# Exercise data
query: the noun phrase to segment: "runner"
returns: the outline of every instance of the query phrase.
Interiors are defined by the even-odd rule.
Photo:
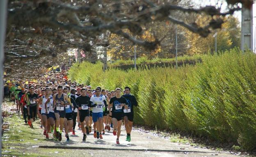
[[[104,89],[102,89],[101,91],[101,94],[104,95],[105,97],[105,100],[107,100],[107,103],[106,103],[106,105],[103,105],[103,122],[102,122],[102,128],[103,128],[103,130],[102,130],[102,135],[105,134],[105,130],[107,129],[107,116],[108,114],[107,113],[107,102],[109,102],[108,99],[108,97],[107,97],[106,96],[106,91]],[[104,128],[104,124],[105,124],[105,127]]]
[[[69,131],[72,130],[73,127],[73,119],[72,117],[72,107],[76,106],[76,104],[74,99],[71,97],[70,93],[69,93],[69,87],[66,86],[63,89],[63,93],[68,95],[69,100],[71,103],[66,104],[66,115],[64,118],[64,126],[65,127],[65,137],[66,138],[66,142],[69,142]]]
[[[75,99],[78,97],[76,95],[76,94],[75,94],[75,88],[72,88],[71,90],[71,93],[75,97]],[[77,104],[77,105],[78,105]],[[72,135],[75,135],[75,125],[76,125],[76,118],[78,115],[78,112],[79,111],[78,111],[78,108],[75,106],[74,106],[74,107],[72,109],[72,114],[73,115],[73,128],[72,128]]]
[[[46,95],[48,93],[48,90],[49,93],[50,93],[50,89],[46,87],[45,89]],[[53,88],[52,89],[52,95],[47,99],[47,101],[44,103],[44,104],[43,104],[43,105],[44,105],[45,108],[46,109],[46,113],[47,113],[47,132],[46,135],[46,138],[49,138],[49,133],[50,131],[52,133],[53,133],[53,135],[55,135],[54,133],[54,124],[55,124],[55,121],[56,120],[56,118],[53,108],[53,95],[57,93],[57,90],[56,88]]]
[[[47,92],[46,92],[47,91]],[[47,88],[47,89],[42,89],[41,91],[42,96],[39,99],[39,104],[41,106],[41,116],[42,120],[43,121],[43,125],[44,128],[43,131],[43,135],[46,135],[46,138],[49,138],[49,135],[46,135],[47,134],[47,117],[48,113],[46,112],[48,108],[49,107],[49,105],[46,105],[46,102],[47,101],[48,98],[50,97],[50,89]],[[48,104],[48,103],[47,103]]]
[[[125,94],[122,96],[125,97],[127,100],[127,104],[128,108],[127,110],[124,110],[123,120],[125,125],[126,130],[127,136],[126,141],[130,142],[131,140],[130,133],[133,128],[133,106],[138,106],[138,103],[135,97],[133,95],[130,94],[130,88],[126,86],[124,87]]]
[[[31,87],[30,89],[30,93],[27,94],[27,113],[30,118],[30,126],[31,128],[33,128],[33,121],[35,120],[36,116],[37,115],[37,100],[39,98],[39,96],[37,94],[34,93],[34,88]]]
[[[103,139],[101,130],[102,128],[102,118],[103,117],[103,101],[105,100],[105,96],[101,94],[99,88],[95,90],[96,95],[93,95],[90,101],[91,102],[92,105],[92,120],[94,122],[94,138],[99,137]]]
[[[113,135],[115,136],[117,133],[116,142],[117,144],[120,144],[119,137],[121,133],[123,109],[128,109],[128,106],[125,104],[127,103],[126,98],[121,95],[121,89],[117,88],[115,91],[116,96],[110,99],[108,109],[110,110],[110,115],[112,117],[112,122],[114,125]],[[110,111],[111,106],[113,106],[112,111]]]
[[[80,121],[81,124],[82,131],[83,137],[82,140],[85,141],[87,137],[85,130],[85,121],[86,123],[86,134],[89,134],[89,107],[91,105],[91,102],[90,101],[90,97],[86,95],[86,89],[82,88],[81,90],[81,95],[75,99],[75,102],[78,106],[79,110]]]
[[[16,105],[17,107],[17,111],[18,113],[20,113],[20,110],[21,110],[21,105],[20,105],[18,94],[21,91],[21,89],[19,87],[17,88],[14,91],[15,102],[16,102]]]
[[[21,91],[18,94],[18,99],[19,101],[19,108],[20,108],[21,110],[21,113],[23,114],[23,105],[21,103],[21,97],[25,94],[25,88],[24,86],[21,87]]]
[[[108,93],[107,94],[107,103],[108,105],[110,104],[110,99],[111,98],[111,93]],[[110,109],[112,111],[112,107],[110,108]],[[108,109],[108,107],[107,108],[107,128],[106,128],[106,129],[107,129],[108,131],[110,130],[110,125],[112,123],[112,118],[109,115],[109,111]]]
[[[23,108],[23,118],[25,120],[25,124],[26,124],[27,121],[27,103],[25,101],[25,97],[26,96],[26,93],[27,92],[27,90],[25,89],[24,91],[24,94],[23,94],[21,98],[21,102],[22,105],[22,107]],[[30,118],[28,117],[29,119]]]
[[[62,133],[63,129],[64,118],[66,116],[66,105],[70,104],[71,102],[68,96],[63,93],[62,86],[58,86],[57,90],[58,93],[53,97],[53,107],[56,118],[56,137],[58,138],[59,141],[60,142],[62,139]]]
[[[87,95],[90,97],[92,95],[92,91],[90,89],[87,90]],[[90,117],[89,118],[89,133],[91,132],[91,124],[92,124],[92,107],[89,108],[89,111],[90,112]]]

# Given exercise
Repeat the listing verbatim. Skip the pictures.

# Answer in full
query: the noun phrase to segment: "runner"
returns: the outline of every instance of the query phrase.
Interiors are defined by the even-odd rule.
Photo:
[[[104,89],[102,89],[101,91],[101,94],[104,95],[105,97],[105,100],[107,100],[107,103],[106,103],[106,105],[103,105],[103,122],[102,122],[102,128],[103,128],[103,130],[102,130],[102,135],[105,134],[105,130],[107,129],[107,116],[108,114],[107,113],[107,102],[109,102],[108,99],[108,97],[107,97],[106,96],[106,91]],[[104,128],[104,124],[105,124],[105,127]]]
[[[69,131],[72,130],[73,127],[73,119],[72,117],[72,107],[76,106],[76,104],[74,99],[71,97],[70,93],[69,93],[69,87],[66,86],[63,89],[63,93],[68,95],[69,100],[71,103],[66,104],[66,115],[64,118],[64,126],[65,127],[65,137],[66,138],[66,142],[69,142]]]
[[[75,99],[78,97],[76,95],[76,94],[75,94],[75,88],[72,88],[71,90],[71,93],[75,97]],[[77,104],[77,105],[78,105]],[[72,135],[75,135],[75,125],[76,125],[76,118],[78,115],[78,112],[79,111],[78,111],[78,108],[75,106],[74,106],[74,107],[72,109],[72,114],[73,115],[73,128],[72,128]]]
[[[46,95],[48,93],[48,90],[49,93],[50,93],[50,89],[46,87],[45,89]],[[53,88],[52,89],[52,95],[47,99],[47,101],[44,103],[44,104],[43,104],[43,105],[44,105],[45,108],[46,109],[46,113],[47,113],[47,132],[46,135],[46,138],[49,138],[49,133],[50,131],[52,133],[53,133],[53,135],[55,135],[54,133],[54,124],[55,124],[55,121],[56,120],[56,118],[53,108],[53,95],[57,93],[57,90],[56,88]]]
[[[47,92],[46,92],[47,91]],[[47,88],[47,89],[42,89],[41,91],[42,96],[39,99],[39,104],[41,106],[41,116],[42,120],[43,121],[43,125],[44,128],[43,131],[43,135],[46,135],[46,138],[49,138],[49,135],[46,135],[47,134],[47,117],[48,113],[46,112],[48,108],[49,107],[49,105],[46,105],[46,102],[47,101],[48,98],[50,97],[50,89]],[[48,104],[48,103],[47,103]]]
[[[125,94],[122,96],[125,97],[127,100],[127,104],[128,108],[127,110],[124,110],[123,120],[125,125],[126,130],[127,136],[126,141],[130,142],[131,140],[130,133],[133,128],[133,106],[138,106],[138,103],[135,97],[133,95],[130,94],[130,88],[126,86],[124,87]]]
[[[31,87],[30,89],[30,93],[27,94],[27,113],[30,118],[30,126],[31,128],[33,128],[33,121],[35,120],[36,116],[37,115],[37,100],[39,98],[39,96],[37,94],[34,93],[34,88]]]
[[[103,139],[101,130],[102,128],[102,118],[103,117],[103,101],[105,100],[105,96],[101,94],[99,88],[95,90],[96,95],[93,95],[90,101],[91,102],[92,105],[92,120],[94,122],[94,138],[99,137]]]
[[[113,135],[115,136],[117,133],[116,142],[117,144],[120,144],[119,137],[121,133],[123,109],[128,109],[128,106],[125,104],[127,103],[126,98],[121,95],[121,89],[117,88],[115,91],[116,96],[110,99],[108,109],[110,110],[110,115],[112,117],[112,122],[114,125]],[[110,111],[111,106],[113,106],[112,111]]]
[[[80,121],[81,124],[82,131],[83,137],[82,140],[85,141],[87,137],[85,130],[85,121],[86,123],[86,134],[89,134],[89,107],[91,105],[91,102],[90,101],[90,97],[86,95],[86,89],[82,88],[81,90],[81,95],[75,99],[75,102],[78,106],[79,110]]]
[[[16,105],[17,107],[17,111],[18,113],[20,113],[20,110],[21,110],[21,105],[20,105],[18,94],[21,91],[21,89],[19,87],[17,88],[14,91],[15,102],[16,102]]]
[[[21,91],[18,94],[18,99],[19,101],[19,108],[20,108],[21,110],[21,113],[23,114],[23,105],[21,103],[21,97],[25,94],[25,88],[24,86],[21,87]]]
[[[108,93],[107,94],[107,103],[108,105],[110,104],[110,99],[111,98],[111,93]],[[110,109],[112,111],[112,107],[110,108]],[[108,109],[108,107],[107,108],[107,128],[106,128],[106,129],[107,129],[108,131],[110,130],[110,125],[112,123],[112,118],[109,115],[109,111]]]
[[[23,108],[23,118],[25,120],[25,124],[26,124],[27,121],[27,103],[25,101],[25,97],[26,96],[26,93],[27,92],[27,90],[25,89],[24,91],[24,94],[23,94],[21,98],[21,102],[22,105],[22,107]],[[30,118],[28,117],[29,119]]]
[[[62,133],[63,129],[64,118],[66,116],[66,105],[70,104],[71,102],[68,96],[63,93],[62,86],[58,86],[57,90],[58,93],[53,97],[53,107],[56,118],[56,137],[58,138],[59,141],[60,142],[62,139]]]
[[[87,95],[90,97],[92,95],[92,91],[90,89],[87,90]],[[90,117],[89,118],[89,133],[91,132],[91,124],[92,124],[92,107],[89,108],[89,111],[90,112]]]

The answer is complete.